**** Dataset content ****

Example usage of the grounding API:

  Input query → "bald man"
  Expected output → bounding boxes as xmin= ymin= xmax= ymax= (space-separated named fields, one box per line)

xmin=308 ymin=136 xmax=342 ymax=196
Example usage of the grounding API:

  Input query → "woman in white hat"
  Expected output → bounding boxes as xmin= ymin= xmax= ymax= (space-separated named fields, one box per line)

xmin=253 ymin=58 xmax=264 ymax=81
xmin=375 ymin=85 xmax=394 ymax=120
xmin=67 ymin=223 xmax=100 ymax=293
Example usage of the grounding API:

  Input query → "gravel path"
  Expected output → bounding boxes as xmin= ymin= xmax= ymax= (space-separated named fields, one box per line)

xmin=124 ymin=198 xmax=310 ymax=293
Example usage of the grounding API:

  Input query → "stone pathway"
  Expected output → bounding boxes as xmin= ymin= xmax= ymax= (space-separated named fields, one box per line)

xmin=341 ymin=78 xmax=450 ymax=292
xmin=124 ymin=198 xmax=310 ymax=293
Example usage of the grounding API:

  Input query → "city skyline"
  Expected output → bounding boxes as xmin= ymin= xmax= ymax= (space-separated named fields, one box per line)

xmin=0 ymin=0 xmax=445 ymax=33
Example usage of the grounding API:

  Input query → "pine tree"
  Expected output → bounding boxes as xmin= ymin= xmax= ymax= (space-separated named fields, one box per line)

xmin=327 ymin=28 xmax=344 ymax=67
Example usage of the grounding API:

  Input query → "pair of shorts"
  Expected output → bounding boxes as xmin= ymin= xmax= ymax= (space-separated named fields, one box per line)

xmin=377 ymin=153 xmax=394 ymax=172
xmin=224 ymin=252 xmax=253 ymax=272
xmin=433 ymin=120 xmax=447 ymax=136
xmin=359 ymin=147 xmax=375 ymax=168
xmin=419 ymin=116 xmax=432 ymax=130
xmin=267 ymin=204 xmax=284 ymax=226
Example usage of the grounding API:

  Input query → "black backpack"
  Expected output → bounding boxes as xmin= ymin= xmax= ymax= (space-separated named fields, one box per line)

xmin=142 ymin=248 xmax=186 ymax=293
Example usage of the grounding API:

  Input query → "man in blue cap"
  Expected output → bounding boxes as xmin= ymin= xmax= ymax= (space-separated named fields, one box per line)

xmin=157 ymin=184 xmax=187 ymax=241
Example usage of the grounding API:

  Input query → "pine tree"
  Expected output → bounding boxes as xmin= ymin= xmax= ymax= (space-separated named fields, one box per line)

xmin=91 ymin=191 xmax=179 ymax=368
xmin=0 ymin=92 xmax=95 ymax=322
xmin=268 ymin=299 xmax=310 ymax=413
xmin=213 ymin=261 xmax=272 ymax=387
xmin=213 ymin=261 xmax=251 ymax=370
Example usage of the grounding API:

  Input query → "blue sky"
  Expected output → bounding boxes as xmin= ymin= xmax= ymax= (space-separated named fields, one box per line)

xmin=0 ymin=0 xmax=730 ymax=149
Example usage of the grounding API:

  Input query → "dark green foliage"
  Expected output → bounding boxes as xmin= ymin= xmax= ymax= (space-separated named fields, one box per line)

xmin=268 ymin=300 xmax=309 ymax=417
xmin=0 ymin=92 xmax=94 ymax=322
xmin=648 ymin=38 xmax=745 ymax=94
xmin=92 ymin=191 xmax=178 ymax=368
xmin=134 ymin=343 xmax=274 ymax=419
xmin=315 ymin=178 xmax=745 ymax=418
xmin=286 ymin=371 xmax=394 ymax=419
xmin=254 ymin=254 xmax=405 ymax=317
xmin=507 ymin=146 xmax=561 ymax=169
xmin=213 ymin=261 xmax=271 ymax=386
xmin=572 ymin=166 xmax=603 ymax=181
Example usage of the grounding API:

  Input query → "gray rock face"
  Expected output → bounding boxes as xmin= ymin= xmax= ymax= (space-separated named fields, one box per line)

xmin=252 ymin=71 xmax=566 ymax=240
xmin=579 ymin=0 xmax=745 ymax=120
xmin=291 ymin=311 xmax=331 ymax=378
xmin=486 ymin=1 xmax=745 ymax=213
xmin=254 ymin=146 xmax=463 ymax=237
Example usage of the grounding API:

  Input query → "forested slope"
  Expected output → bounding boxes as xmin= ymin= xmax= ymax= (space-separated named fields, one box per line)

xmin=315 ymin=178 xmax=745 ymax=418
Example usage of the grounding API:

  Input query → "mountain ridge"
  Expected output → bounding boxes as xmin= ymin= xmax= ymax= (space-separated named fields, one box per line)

****

[What you have to do] Write out the whole listing again. Match it word for word.

[Solution to this exercise]
Example usage of the grounding API:

  Input query → "bald man"
  Expected output → bounding boxes as xmin= ymin= xmax= ymax= (space-separated named fields, one box per line)

xmin=308 ymin=136 xmax=342 ymax=196
Example usage of the grounding API:

  Input query → "woman in white hat"
  Expected output → bounding boxes as xmin= ymin= xmax= ymax= (space-separated named fields, one box per line)

xmin=253 ymin=58 xmax=264 ymax=81
xmin=375 ymin=85 xmax=394 ymax=120
xmin=67 ymin=223 xmax=100 ymax=293
Example usage of the grounding API:

  Input query → "gravel path"
  Expected output → bounding boxes as xmin= ymin= xmax= ymax= (space-separated named fields, one box per line)

xmin=124 ymin=198 xmax=310 ymax=293
Example usage of the grounding API:

  Input query → "stone pathway"
  Expected output → bounding boxes as xmin= ymin= xmax= ymax= (space-separated named fields, one box per line)

xmin=341 ymin=78 xmax=450 ymax=292
xmin=124 ymin=198 xmax=310 ymax=293
Example usage of the grounding API:

  Input query → "city skyline"
  Expected output → bounding boxes as xmin= ymin= xmax= ymax= (space-separated named fields, one box per line)

xmin=0 ymin=0 xmax=445 ymax=33
Example usage of the grounding API:

  Input query → "pine tree"
  Expected output → bounding boxes as xmin= ymin= xmax= ymax= (space-separated named fields, one box per line)

xmin=327 ymin=28 xmax=344 ymax=67
Example usage of the grounding API:

  Input query → "pair of shorts"
  Expected output → bounding boxes as xmin= ymin= xmax= ymax= (space-separated named fields, one box per line)

xmin=377 ymin=153 xmax=394 ymax=172
xmin=224 ymin=252 xmax=253 ymax=272
xmin=433 ymin=120 xmax=447 ymax=136
xmin=359 ymin=147 xmax=375 ymax=168
xmin=419 ymin=116 xmax=432 ymax=130
xmin=267 ymin=204 xmax=284 ymax=226
Example usage of the grounding API:

  Input query → "black backpack"
  Expected output → bounding boxes as xmin= ymin= xmax= ymax= (space-separated named fields, one box per line)

xmin=142 ymin=248 xmax=186 ymax=293
Example usage of the grounding API:

  Input query → "man in blue cap"
  Expected output → bounding boxes as xmin= ymin= xmax= ymax= (space-separated named fields, one box per line)

xmin=157 ymin=184 xmax=187 ymax=241
Example usage of the grounding API:

  Input query → "pine tree"
  Expected output → bounding boxes as xmin= ymin= xmax= ymax= (space-separated named fields, one box per line)

xmin=91 ymin=191 xmax=179 ymax=368
xmin=0 ymin=92 xmax=95 ymax=322
xmin=268 ymin=299 xmax=310 ymax=413
xmin=213 ymin=261 xmax=272 ymax=387
xmin=213 ymin=261 xmax=251 ymax=370
Example usage of the grounding API:

  Input query → "blue sky"
  Expected output → bounding boxes as xmin= ymin= xmax= ymax= (space-separated named fields, one box per line)

xmin=0 ymin=0 xmax=730 ymax=149
Example usage of the grounding API:

  Input query → "dark green foliage"
  Expected output → bounding boxes as xmin= ymin= xmax= ymax= (space-separated named fields, one box per line)

xmin=268 ymin=300 xmax=309 ymax=417
xmin=0 ymin=92 xmax=94 ymax=322
xmin=648 ymin=38 xmax=745 ymax=94
xmin=92 ymin=191 xmax=178 ymax=368
xmin=134 ymin=343 xmax=274 ymax=419
xmin=315 ymin=178 xmax=745 ymax=418
xmin=286 ymin=371 xmax=394 ymax=419
xmin=254 ymin=254 xmax=405 ymax=317
xmin=507 ymin=146 xmax=561 ymax=169
xmin=213 ymin=261 xmax=271 ymax=386
xmin=572 ymin=166 xmax=603 ymax=181
Example usage of the grounding API:

  Input query → "gray rock face"
  Expected output → bounding boxes as xmin= ymin= xmax= ymax= (space-separated named fields, one box per line)

xmin=252 ymin=71 xmax=566 ymax=240
xmin=579 ymin=0 xmax=745 ymax=120
xmin=291 ymin=311 xmax=331 ymax=378
xmin=486 ymin=1 xmax=745 ymax=213
xmin=254 ymin=146 xmax=463 ymax=237
Example usage of the grounding API:

  Input query → "forested slope"
  Expected output → bounding boxes as xmin= ymin= xmax= ymax= (space-separated named fields, one box per line)

xmin=315 ymin=178 xmax=745 ymax=418
Example usage of the grounding API:

  Input query → "mountain ridge"
  Expected output → bounding boxes as xmin= ymin= xmax= ymax= (space-separated named fields, one box per line)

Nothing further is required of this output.